> ACTION ITEM
Begin at the line containing "point: curved stone" and restate it and each line after it exactly, up to and including the last line below. Leave pictures out.

•••••

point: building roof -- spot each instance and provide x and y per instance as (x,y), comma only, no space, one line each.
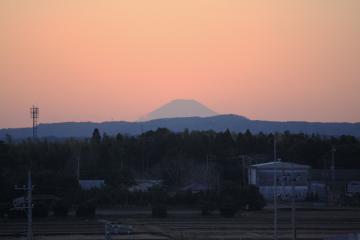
(339,174)
(280,165)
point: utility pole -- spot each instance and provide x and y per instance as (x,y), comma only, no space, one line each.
(293,210)
(333,150)
(28,206)
(275,191)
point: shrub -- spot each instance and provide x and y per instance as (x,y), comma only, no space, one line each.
(61,209)
(228,207)
(254,200)
(40,210)
(207,207)
(86,210)
(159,211)
(4,208)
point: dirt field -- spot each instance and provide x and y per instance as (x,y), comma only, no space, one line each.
(190,225)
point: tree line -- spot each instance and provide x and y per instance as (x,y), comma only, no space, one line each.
(174,157)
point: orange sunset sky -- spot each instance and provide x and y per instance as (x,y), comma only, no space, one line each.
(85,60)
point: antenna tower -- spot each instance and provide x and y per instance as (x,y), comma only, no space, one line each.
(34,112)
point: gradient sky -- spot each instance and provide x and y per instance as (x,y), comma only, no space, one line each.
(84,60)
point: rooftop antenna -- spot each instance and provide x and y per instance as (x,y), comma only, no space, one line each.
(34,112)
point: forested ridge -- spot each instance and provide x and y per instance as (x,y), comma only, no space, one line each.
(159,154)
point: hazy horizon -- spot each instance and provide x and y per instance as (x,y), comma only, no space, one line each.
(119,60)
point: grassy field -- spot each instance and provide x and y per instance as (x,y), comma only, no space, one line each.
(181,224)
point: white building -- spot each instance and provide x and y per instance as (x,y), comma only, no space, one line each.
(144,185)
(289,177)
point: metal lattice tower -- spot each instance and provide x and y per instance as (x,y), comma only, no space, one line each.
(34,112)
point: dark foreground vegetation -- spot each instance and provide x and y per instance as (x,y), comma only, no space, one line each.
(178,159)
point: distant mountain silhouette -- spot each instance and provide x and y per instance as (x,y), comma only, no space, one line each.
(234,123)
(180,108)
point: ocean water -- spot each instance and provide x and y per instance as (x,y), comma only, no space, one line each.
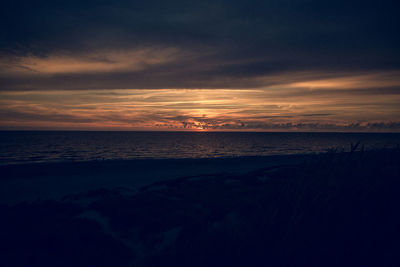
(17,147)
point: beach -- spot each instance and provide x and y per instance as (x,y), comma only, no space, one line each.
(331,209)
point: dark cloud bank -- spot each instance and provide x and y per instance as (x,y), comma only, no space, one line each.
(219,44)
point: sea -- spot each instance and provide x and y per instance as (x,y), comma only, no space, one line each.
(23,147)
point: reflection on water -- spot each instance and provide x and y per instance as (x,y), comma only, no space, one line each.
(27,147)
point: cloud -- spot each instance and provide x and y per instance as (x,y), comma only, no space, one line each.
(216,44)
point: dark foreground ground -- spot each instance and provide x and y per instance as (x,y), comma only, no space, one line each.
(335,209)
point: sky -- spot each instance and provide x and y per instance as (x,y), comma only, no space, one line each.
(287,65)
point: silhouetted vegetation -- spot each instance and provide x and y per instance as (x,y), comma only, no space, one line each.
(335,209)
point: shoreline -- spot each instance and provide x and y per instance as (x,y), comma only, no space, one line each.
(54,180)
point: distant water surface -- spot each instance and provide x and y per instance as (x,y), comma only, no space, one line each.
(30,147)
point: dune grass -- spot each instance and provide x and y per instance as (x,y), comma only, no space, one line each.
(335,209)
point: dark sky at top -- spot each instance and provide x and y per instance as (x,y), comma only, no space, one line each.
(260,65)
(218,40)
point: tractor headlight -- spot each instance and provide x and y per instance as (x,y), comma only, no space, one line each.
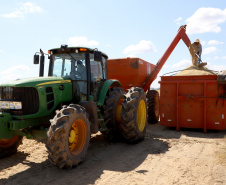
(10,105)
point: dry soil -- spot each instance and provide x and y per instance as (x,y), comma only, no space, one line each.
(164,157)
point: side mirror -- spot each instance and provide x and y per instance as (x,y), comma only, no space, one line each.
(36,59)
(98,56)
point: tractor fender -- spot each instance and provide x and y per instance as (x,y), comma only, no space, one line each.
(105,87)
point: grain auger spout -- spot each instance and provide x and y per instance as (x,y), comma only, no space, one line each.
(181,34)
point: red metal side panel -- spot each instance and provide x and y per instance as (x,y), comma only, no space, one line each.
(191,102)
(190,110)
(216,111)
(129,71)
(168,104)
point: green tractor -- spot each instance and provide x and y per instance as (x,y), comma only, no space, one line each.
(74,101)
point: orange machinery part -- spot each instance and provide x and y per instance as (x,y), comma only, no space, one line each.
(131,72)
(191,102)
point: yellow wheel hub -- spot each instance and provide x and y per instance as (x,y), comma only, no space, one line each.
(77,137)
(118,111)
(141,115)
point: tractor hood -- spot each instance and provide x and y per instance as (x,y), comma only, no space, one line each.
(35,82)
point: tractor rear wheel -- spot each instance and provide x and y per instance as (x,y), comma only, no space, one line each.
(9,146)
(112,113)
(68,136)
(134,115)
(153,106)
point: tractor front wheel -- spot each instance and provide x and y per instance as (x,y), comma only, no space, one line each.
(9,146)
(68,136)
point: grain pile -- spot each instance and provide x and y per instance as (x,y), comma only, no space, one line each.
(195,71)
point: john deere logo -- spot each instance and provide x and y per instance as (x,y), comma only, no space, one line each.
(55,82)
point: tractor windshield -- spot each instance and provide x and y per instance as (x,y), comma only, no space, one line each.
(73,66)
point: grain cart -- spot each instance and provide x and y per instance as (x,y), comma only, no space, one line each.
(75,100)
(140,73)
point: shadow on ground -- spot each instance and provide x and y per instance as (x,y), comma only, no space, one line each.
(101,156)
(158,131)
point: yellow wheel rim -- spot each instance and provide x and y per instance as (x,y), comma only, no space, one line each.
(118,111)
(77,137)
(141,115)
(4,143)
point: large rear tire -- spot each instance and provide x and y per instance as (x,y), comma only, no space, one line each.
(153,106)
(134,115)
(68,136)
(9,146)
(112,113)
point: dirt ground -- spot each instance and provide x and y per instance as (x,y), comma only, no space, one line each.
(164,157)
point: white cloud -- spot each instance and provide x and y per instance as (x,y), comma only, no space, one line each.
(206,20)
(142,47)
(209,50)
(26,8)
(203,43)
(182,64)
(13,73)
(216,67)
(178,20)
(216,58)
(82,41)
(214,42)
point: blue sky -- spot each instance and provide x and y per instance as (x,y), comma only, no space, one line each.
(123,28)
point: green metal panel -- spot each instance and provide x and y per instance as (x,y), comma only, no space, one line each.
(105,87)
(41,83)
(5,133)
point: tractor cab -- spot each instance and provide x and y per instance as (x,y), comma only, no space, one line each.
(85,67)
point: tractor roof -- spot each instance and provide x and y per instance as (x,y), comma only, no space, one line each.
(73,50)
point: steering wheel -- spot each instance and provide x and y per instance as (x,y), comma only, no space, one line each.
(78,75)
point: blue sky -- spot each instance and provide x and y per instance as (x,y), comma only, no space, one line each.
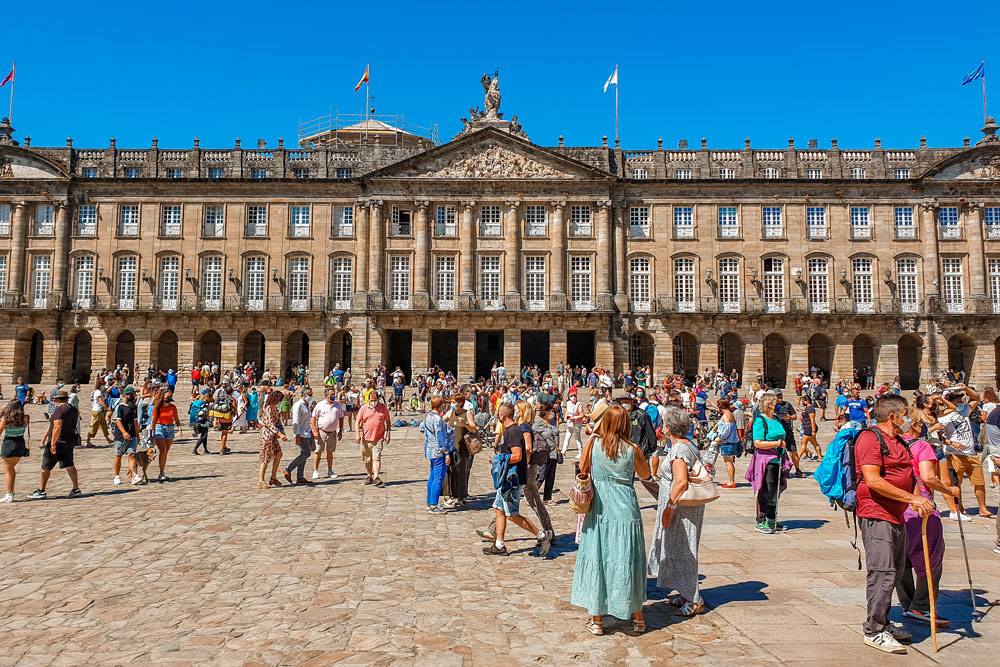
(719,70)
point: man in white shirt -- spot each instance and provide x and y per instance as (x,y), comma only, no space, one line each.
(302,430)
(327,428)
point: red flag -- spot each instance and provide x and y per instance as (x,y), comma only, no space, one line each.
(363,78)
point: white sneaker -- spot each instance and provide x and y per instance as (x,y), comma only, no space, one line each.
(883,641)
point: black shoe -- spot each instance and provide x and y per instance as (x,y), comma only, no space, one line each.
(493,551)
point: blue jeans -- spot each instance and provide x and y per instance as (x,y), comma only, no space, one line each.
(436,480)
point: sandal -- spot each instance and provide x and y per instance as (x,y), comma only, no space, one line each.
(690,609)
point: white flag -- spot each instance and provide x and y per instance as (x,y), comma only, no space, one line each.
(611,79)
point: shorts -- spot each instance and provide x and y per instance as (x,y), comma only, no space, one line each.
(123,447)
(510,504)
(13,447)
(326,442)
(63,456)
(969,466)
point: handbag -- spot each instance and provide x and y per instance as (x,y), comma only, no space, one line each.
(701,487)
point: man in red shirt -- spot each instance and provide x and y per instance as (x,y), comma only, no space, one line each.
(885,490)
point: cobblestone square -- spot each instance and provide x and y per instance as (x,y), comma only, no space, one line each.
(207,569)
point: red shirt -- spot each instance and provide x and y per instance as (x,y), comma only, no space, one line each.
(896,468)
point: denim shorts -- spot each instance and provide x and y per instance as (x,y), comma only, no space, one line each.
(509,504)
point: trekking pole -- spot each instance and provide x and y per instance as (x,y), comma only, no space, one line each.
(930,581)
(968,572)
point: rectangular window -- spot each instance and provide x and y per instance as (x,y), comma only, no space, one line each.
(444,222)
(534,220)
(83,281)
(215,222)
(298,283)
(399,222)
(256,221)
(299,227)
(343,221)
(906,280)
(903,219)
(684,284)
(580,283)
(864,298)
(255,276)
(399,281)
(342,285)
(86,220)
(771,217)
(638,221)
(489,221)
(948,219)
(489,281)
(126,281)
(579,220)
(170,273)
(639,292)
(128,220)
(729,227)
(534,282)
(774,284)
(991,216)
(819,289)
(729,284)
(41,280)
(860,223)
(816,222)
(444,282)
(994,278)
(170,223)
(683,222)
(954,294)
(211,283)
(44,220)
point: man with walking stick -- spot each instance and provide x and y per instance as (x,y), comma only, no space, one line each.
(885,489)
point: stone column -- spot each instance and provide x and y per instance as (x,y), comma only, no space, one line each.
(557,235)
(621,294)
(57,293)
(361,247)
(376,252)
(467,257)
(512,281)
(977,261)
(421,295)
(604,254)
(18,243)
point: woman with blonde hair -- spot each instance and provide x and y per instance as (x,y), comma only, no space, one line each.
(610,572)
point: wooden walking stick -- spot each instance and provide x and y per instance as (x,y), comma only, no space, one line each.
(930,582)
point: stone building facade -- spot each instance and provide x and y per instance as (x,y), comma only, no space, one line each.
(490,247)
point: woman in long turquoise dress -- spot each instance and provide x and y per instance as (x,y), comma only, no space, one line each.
(610,573)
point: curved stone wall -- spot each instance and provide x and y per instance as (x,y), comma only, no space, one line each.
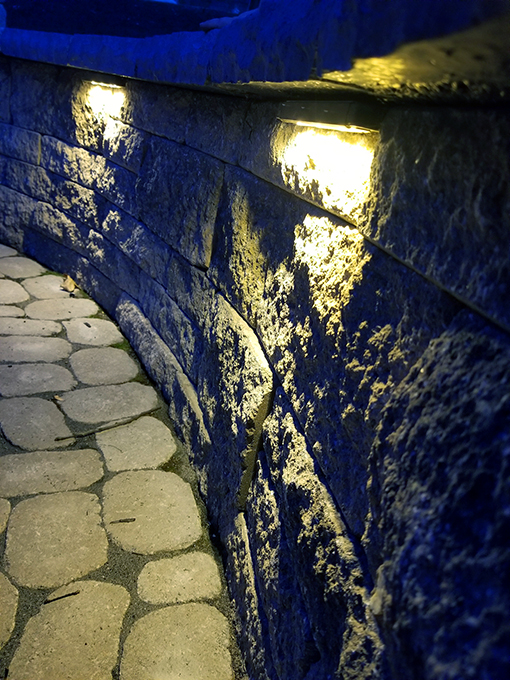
(343,391)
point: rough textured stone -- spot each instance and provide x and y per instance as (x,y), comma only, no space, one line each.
(11,292)
(48,472)
(21,348)
(146,443)
(5,510)
(54,539)
(185,578)
(103,366)
(187,641)
(29,327)
(148,511)
(33,423)
(11,310)
(75,634)
(440,489)
(8,609)
(181,212)
(20,267)
(61,309)
(46,287)
(109,402)
(92,332)
(18,380)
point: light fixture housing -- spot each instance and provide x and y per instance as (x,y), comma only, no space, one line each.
(346,116)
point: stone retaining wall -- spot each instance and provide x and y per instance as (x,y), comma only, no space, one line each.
(343,391)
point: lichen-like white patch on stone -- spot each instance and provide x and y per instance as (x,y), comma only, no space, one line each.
(109,402)
(75,635)
(184,642)
(103,366)
(9,326)
(11,292)
(48,472)
(145,443)
(5,510)
(20,267)
(17,380)
(55,538)
(11,310)
(61,309)
(46,287)
(33,424)
(185,578)
(148,511)
(98,332)
(19,348)
(8,608)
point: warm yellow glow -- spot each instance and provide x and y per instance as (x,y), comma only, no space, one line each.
(332,168)
(106,100)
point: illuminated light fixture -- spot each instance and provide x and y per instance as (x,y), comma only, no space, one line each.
(346,116)
(106,99)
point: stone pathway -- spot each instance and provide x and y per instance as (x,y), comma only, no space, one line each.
(106,570)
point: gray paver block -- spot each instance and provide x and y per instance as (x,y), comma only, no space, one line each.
(8,608)
(11,292)
(75,637)
(145,443)
(34,424)
(103,366)
(53,539)
(17,380)
(47,287)
(61,309)
(17,349)
(109,402)
(148,511)
(5,510)
(11,310)
(5,251)
(20,267)
(9,326)
(22,474)
(183,642)
(193,576)
(98,332)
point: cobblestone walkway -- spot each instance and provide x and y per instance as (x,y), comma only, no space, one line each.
(107,570)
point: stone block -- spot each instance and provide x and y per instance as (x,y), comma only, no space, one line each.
(20,144)
(235,389)
(327,562)
(136,241)
(444,207)
(177,193)
(440,490)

•••••

> RESPONSE AREA
point: curved stone wall -- spot each instance and provide x and y per instance as (x,y), comma only, no space, one line each.
(343,391)
point: rough textured stone -- spot each instance and provide x and y per instance as (x,y), comma only, no space, one line each.
(11,292)
(48,472)
(21,348)
(146,443)
(5,510)
(54,539)
(185,578)
(103,366)
(187,641)
(29,327)
(148,511)
(33,423)
(11,310)
(75,634)
(440,489)
(8,609)
(181,212)
(20,267)
(61,309)
(46,287)
(109,402)
(92,332)
(18,380)
point: light fixture housing -- spot each instance and provide x and y per instance as (x,y), comma only, no space, one line each.
(346,116)
point: stone retaining wall -- spot each instance and provide x and y per instance as (x,y), comma only, no space, one line each.
(343,391)
point: lichen-like white patch on stone -- spot each instance and provide x and y per instance as (x,y), comma only, no space, one line each.
(109,402)
(75,635)
(184,642)
(103,366)
(9,326)
(11,292)
(48,472)
(145,443)
(5,510)
(20,267)
(17,380)
(55,538)
(11,310)
(61,309)
(46,287)
(33,424)
(185,578)
(148,511)
(98,332)
(19,348)
(8,608)
point: warm yellow glow -- spot each instance and provide x and y per instance as (x,y), comma only, no space, one line each.
(332,168)
(106,100)
point: illuminated light fixture -- spot each instance and provide x and y per instance as (x,y), comma only, no space, one line each.
(346,116)
(106,99)
point: stone pathway -- spot each instance and provide x and y per instance as (x,y), comma only, no space, one line each.
(106,570)
point: gray paver block -- spot each instance and provide x and y per instance as (x,y), comma only, no space, one line each.
(8,608)
(11,292)
(75,637)
(145,443)
(34,424)
(103,366)
(53,539)
(17,380)
(47,287)
(61,309)
(17,349)
(109,402)
(148,511)
(5,510)
(11,310)
(5,251)
(20,267)
(9,326)
(22,474)
(183,642)
(193,576)
(98,332)
point: cobblestone walkway -- spot each instance and provide x and y per instance as (x,y), comma only, no space, one line each.
(107,570)
point: stone block -- spot each instance and provide x and y per instance as (x,y), comma only, no space, one line each.
(20,144)
(235,389)
(327,562)
(136,241)
(444,207)
(177,193)
(440,490)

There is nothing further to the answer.